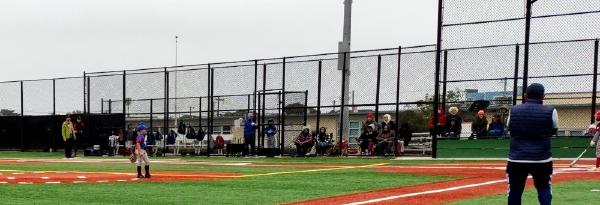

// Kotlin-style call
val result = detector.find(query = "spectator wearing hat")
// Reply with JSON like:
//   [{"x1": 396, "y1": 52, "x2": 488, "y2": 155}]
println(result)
[
  {"x1": 445, "y1": 107, "x2": 463, "y2": 139},
  {"x1": 294, "y1": 127, "x2": 314, "y2": 157},
  {"x1": 506, "y1": 83, "x2": 558, "y2": 205},
  {"x1": 134, "y1": 122, "x2": 151, "y2": 178},
  {"x1": 470, "y1": 110, "x2": 488, "y2": 140},
  {"x1": 362, "y1": 112, "x2": 379, "y2": 134},
  {"x1": 380, "y1": 114, "x2": 397, "y2": 133}
]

========

Exercise goal:
Using the entries above, copy exactly the lines from the one containing "val result = detector.find(query" through the last, both included.

Reply:
val result = detector.find(query = "spectator wearing hat")
// Reply with JSON like:
//   [{"x1": 396, "y1": 52, "x2": 488, "y2": 155}]
println(result)
[
  {"x1": 445, "y1": 107, "x2": 463, "y2": 139},
  {"x1": 294, "y1": 127, "x2": 314, "y2": 157},
  {"x1": 506, "y1": 83, "x2": 558, "y2": 205},
  {"x1": 134, "y1": 122, "x2": 151, "y2": 178},
  {"x1": 470, "y1": 110, "x2": 488, "y2": 140},
  {"x1": 362, "y1": 112, "x2": 379, "y2": 134},
  {"x1": 380, "y1": 114, "x2": 397, "y2": 133}
]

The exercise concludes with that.